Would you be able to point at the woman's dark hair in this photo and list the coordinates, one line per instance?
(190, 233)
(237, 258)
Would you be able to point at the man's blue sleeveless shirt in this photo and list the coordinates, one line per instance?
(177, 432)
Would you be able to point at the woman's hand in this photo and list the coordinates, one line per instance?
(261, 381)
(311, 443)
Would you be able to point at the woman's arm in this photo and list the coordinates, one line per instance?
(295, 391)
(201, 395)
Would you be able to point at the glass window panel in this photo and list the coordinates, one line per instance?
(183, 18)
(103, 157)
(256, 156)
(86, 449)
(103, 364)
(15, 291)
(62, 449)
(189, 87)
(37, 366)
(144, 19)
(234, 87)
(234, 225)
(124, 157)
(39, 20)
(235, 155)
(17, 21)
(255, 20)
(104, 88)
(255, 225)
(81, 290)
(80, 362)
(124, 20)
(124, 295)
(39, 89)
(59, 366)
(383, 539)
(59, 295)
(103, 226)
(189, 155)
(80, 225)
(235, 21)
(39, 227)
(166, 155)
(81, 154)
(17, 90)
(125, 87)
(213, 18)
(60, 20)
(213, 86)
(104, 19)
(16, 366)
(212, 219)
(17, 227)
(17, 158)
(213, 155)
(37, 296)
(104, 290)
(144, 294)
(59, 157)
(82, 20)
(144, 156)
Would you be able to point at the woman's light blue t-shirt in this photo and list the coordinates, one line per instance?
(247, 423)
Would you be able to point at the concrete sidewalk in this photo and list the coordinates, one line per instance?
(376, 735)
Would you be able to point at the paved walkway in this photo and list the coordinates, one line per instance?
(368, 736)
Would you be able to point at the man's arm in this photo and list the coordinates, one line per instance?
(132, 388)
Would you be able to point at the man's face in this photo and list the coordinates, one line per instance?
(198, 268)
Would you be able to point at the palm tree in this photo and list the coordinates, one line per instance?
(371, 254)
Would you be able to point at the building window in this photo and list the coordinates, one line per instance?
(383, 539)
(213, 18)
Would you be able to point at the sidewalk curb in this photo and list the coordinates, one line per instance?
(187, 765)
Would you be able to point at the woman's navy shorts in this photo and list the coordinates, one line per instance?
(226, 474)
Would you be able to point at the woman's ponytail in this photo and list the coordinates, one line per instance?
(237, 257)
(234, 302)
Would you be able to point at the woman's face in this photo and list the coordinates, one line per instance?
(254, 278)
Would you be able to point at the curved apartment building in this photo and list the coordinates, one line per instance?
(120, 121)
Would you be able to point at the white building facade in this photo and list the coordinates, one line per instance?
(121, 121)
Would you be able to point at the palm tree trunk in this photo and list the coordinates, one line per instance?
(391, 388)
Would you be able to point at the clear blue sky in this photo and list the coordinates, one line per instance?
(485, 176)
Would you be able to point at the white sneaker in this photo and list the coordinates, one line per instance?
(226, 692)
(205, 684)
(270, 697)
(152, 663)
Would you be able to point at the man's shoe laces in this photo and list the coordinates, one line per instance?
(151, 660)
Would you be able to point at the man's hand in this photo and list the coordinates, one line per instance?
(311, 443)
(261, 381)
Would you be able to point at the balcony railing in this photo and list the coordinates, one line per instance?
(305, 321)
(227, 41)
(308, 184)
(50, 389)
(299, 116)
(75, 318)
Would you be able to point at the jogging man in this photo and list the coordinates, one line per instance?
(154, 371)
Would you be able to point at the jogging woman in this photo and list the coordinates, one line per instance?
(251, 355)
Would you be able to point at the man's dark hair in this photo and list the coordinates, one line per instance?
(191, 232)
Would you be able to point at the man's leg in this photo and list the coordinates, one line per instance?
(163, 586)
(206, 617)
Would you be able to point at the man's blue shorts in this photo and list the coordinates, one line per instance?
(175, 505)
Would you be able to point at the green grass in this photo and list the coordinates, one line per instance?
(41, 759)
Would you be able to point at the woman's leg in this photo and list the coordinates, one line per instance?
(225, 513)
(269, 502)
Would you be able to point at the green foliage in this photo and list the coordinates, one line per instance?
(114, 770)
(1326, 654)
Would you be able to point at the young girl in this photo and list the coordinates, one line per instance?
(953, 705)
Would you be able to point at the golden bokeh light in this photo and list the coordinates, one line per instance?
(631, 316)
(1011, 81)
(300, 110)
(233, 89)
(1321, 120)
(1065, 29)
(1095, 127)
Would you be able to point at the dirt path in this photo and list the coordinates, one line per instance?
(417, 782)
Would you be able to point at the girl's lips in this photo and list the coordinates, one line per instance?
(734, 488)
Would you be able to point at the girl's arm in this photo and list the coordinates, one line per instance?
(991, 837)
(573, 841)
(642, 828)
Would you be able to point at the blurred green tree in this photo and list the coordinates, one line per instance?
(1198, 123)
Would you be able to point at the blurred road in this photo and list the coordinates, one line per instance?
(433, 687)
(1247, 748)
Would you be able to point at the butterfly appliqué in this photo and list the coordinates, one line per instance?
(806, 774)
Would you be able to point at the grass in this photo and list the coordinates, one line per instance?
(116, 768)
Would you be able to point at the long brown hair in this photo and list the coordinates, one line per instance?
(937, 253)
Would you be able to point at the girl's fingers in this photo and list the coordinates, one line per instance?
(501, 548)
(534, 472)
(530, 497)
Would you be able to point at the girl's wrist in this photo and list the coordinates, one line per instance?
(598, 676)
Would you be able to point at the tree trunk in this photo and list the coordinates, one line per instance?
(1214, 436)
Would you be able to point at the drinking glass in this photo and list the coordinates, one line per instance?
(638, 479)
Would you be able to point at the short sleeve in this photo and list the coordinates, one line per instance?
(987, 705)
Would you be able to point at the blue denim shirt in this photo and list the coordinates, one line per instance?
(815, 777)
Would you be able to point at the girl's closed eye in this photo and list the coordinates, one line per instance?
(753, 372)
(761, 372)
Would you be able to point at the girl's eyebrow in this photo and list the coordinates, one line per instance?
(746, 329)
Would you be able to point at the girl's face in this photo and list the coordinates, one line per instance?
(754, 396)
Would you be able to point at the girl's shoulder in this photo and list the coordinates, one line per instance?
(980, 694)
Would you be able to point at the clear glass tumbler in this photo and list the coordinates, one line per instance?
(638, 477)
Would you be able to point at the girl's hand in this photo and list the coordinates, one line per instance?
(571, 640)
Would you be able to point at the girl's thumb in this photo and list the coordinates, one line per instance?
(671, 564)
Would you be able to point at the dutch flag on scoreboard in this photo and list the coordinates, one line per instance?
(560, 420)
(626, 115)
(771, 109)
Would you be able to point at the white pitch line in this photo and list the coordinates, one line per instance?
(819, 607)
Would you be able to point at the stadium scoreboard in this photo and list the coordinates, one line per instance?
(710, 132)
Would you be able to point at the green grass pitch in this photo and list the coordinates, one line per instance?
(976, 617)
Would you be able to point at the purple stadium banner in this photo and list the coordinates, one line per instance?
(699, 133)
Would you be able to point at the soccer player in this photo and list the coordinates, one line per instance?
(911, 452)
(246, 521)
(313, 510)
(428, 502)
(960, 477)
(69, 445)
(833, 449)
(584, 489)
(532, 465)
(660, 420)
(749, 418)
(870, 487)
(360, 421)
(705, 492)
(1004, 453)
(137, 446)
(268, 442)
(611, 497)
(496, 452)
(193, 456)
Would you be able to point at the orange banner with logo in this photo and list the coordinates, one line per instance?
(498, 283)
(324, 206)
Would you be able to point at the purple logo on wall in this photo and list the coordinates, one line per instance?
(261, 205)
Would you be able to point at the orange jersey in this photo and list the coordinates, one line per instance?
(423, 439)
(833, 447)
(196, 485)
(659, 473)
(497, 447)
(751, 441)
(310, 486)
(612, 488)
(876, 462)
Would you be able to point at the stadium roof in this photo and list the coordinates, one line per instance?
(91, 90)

_ _ _ _

EXERCISE GOAL:
Repeat the records exactly, including every line.

TASK OUTPUT:
Would you be able to point at the woman's dark hair in this photo and list the coordinates, one line per instance?
(190, 233)
(237, 258)
Would you be able to point at the man's blue sleeveless shirt in this photo and list the coordinates, one line per instance?
(177, 432)
Would you be able to point at the woman's hand in this photo and list the coordinates, one line per instance?
(261, 381)
(311, 443)
Would you be able to point at the woman's arm in this photo and list the coordinates, one line per instance?
(295, 391)
(201, 395)
Would you be able to point at the glass window panel in this photo and list the coordinates, one line per instance?
(183, 18)
(103, 157)
(256, 156)
(86, 449)
(103, 364)
(15, 291)
(62, 449)
(189, 87)
(37, 366)
(144, 19)
(234, 87)
(234, 225)
(124, 157)
(39, 20)
(235, 155)
(17, 21)
(255, 20)
(104, 88)
(255, 225)
(81, 290)
(80, 362)
(124, 20)
(124, 295)
(39, 89)
(59, 366)
(383, 539)
(59, 295)
(103, 226)
(189, 155)
(80, 225)
(235, 21)
(39, 227)
(166, 155)
(81, 154)
(17, 90)
(125, 87)
(213, 18)
(60, 20)
(213, 86)
(104, 19)
(16, 366)
(212, 219)
(17, 227)
(17, 158)
(213, 155)
(37, 296)
(104, 290)
(144, 294)
(59, 157)
(82, 20)
(144, 156)
Would you be able to point at the woman's light blue t-shirt in this photo and list the coordinates, one line per instance?
(247, 423)
Would you be able to point at the concrete sidewalk in this photo and list the coordinates, one line per instance?
(376, 735)
Would you be able to point at the paved walkway in this photo and list the coordinates, one line per instance?
(368, 736)
Would you be able to point at the man's arm in this photo and list the coordinates, one line per instance?
(132, 388)
Would you be able to point at the man's face in this photo and list the coordinates, one line per instance?
(198, 268)
Would you be able to point at the palm tree in this photo and list the coordinates, one line per instance?
(371, 254)
Would you be able to point at the building window in this photo and list the coordinates, one line per instance?
(383, 539)
(213, 18)
Would you be able to point at the sidewalk curb in this photo and list the coordinates, one line per instance?
(187, 765)
Would you be able to point at the woman's navy shorts in this photo and list the coordinates, one line per instance?
(226, 474)
Would you be able to point at the woman's ponytail in this photo and list the coordinates, one line per instance?
(237, 257)
(234, 302)
Would you be able to point at the woman's face in this photo and list the coordinates, one line per instance?
(254, 278)
Would you be able to point at the curved apartment building in this photo and list the coordinates, one line per instance?
(120, 121)
Would you be able to point at the white building facade in this photo and list the coordinates, one line per instance?
(121, 121)
Would you be able to point at the palm tree trunk in this photo and list the coordinates, one line per instance?
(391, 388)
Would you be able to point at the clear blue sky in this photo and list the coordinates, one line per instance?
(485, 176)
Would you be able to point at the white sneaker in this photo and list the coordinates, one line per instance?
(226, 692)
(205, 684)
(270, 697)
(152, 663)
Would you be able to point at the man's shoe laces in this photo and list the coordinates, one line per instance?
(151, 660)
Would you be able to point at the man's hand in this photo and list the coordinates, one line per instance?
(311, 443)
(261, 381)
Would you be able to point at the balcony railing in this photo and list the coordinates, one line per instance?
(305, 321)
(227, 41)
(308, 184)
(50, 389)
(299, 116)
(75, 318)
Would you be able to point at the jogging man in this photo and list the coordinates, one line per instance?
(154, 371)
Would you be able to point at the jogging woman in this photo and list the coordinates, one line per instance?
(251, 355)
Would you be able to point at the man's dark hair in this photo and list the coordinates, one line per instance?
(191, 232)
Would you be able to point at the man's leg in this photo and list the coordinates, one line per instance?
(163, 586)
(206, 617)
Would you be able to point at the man's blue shorts in this photo and list the coordinates, one line per instance?
(175, 505)
Would you be able to point at the green grass in this photo and list the coordinates, one line per instance?
(41, 759)
Would you be able to point at the woman's leg in this photo and list the coordinates, one line per instance?
(225, 513)
(269, 502)
Would you be able to point at the green foliage in this photo and list the coordinates, one line per instance?
(114, 770)
(1326, 654)
Would you be able to point at the young girl in this photo and list the coordinates, one line per instance?
(953, 705)
Would you be able to point at the golden bokeh light in this photo and list the coordinates, one line per instance?
(631, 316)
(1011, 81)
(300, 110)
(233, 89)
(1321, 120)
(1065, 29)
(1095, 127)
Would you be able to point at the dirt path in this photo and list the coordinates, one line per instance?
(417, 782)
Would you be able to point at the girl's lips in this photo and list the coordinates, one line per instance?
(734, 488)
Would you be able to point at the girl's arm in this photo and list the coordinates, one line per instance?
(991, 837)
(573, 841)
(642, 828)
Would you be able to point at the blurred green tree in this photo and list the coordinates, one line per instance?
(1198, 123)
Would you be able to point at the blurred road in this photo and list the coordinates, one line per instance?
(433, 687)
(1247, 748)
Would you be able to point at the butterfly appliqué in this photo and list the coordinates, one line per instance?
(806, 774)
Would you be able to point at the grass in this photo and list the coordinates, one line per instance?
(116, 768)
Would you be able to point at the long brown hair in this photo and list the coordinates, one line per instance?
(937, 253)
Would you be able to point at the girl's fingers in this photo and list the coordinates, one line per instance?
(501, 548)
(534, 472)
(530, 497)
Would you be able to point at the girl's wrist in this photo and list the coordinates, one line per instance?
(598, 676)
Would you be able to point at the tree trunk in this photo and list the coordinates, one line per instance?
(1214, 436)
Would you be able to point at the drinking glass in this photo and list the coordinates, one line per instance?
(638, 479)
Would you be able to point at the short sleeve in this photo and list the coordinates, one line per instance?
(987, 705)
Would you be able to point at the blue denim shirt in this photo and list the coordinates, one line per instance?
(815, 777)
Would you be able to point at the girl's closed eye in this photo and list the coordinates, one line per instance?
(753, 372)
(761, 372)
Would you be able to point at the girl's eyebrow in this photo and list the coordinates, one line per instance?
(746, 329)
Would you be able to point at the girl's face in this photo and list the coordinates, one line per instance?
(754, 396)
Would you be able to point at the girl's shoulder in this photo and list the coordinates, one line per instance?
(980, 694)
Would you be able to point at the clear glass tumbler in this photo and list the coordinates, one line per instance?
(638, 477)
Would you be able to point at the girl's hand in this photo and list the coordinates, one line per instance?
(571, 640)
Would you be able to point at the girl's thumb in this photo and list the coordinates, one line per instance?
(671, 564)
Would you be able to point at the dutch flag on scoreboard in this photo and list the coordinates, one line per instance?
(560, 420)
(626, 115)
(771, 109)
Would you be able to point at the white pitch line in this photo and list the coordinates, one line per instance?
(819, 607)
Would you be able to point at the stadium scoreboard in this photo and list the coordinates, one line per instance?
(710, 132)
Would you be able to point at the green grass pitch in this photo and list the coordinates, one line per instance?
(976, 617)
Would you be able to point at the purple stadium banner in this photo and list the coordinates, one line per instance?
(699, 133)
Would you be able to point at the soccer player in this photo and list the coordinates, one line per instance?
(911, 452)
(246, 521)
(313, 510)
(428, 502)
(960, 477)
(69, 445)
(833, 449)
(584, 489)
(532, 465)
(660, 420)
(749, 418)
(870, 487)
(360, 421)
(705, 492)
(1004, 453)
(137, 446)
(268, 442)
(611, 497)
(496, 452)
(193, 456)
Would you be able to point at the orange banner with logo in this photo and list the coordinates, one line per instance?
(498, 283)
(324, 206)
Would you be able to point at the purple logo on wall in this photo and list the coordinates, one line per instance?
(261, 205)
Would you be able to point at the orange jersey in this photo and list the coordinates, one line per instance?
(423, 439)
(833, 447)
(196, 485)
(659, 473)
(497, 447)
(751, 441)
(310, 486)
(612, 488)
(876, 462)
Would you be able to point at the stadium roof in this photo and list the coordinates, one line per instance?
(91, 90)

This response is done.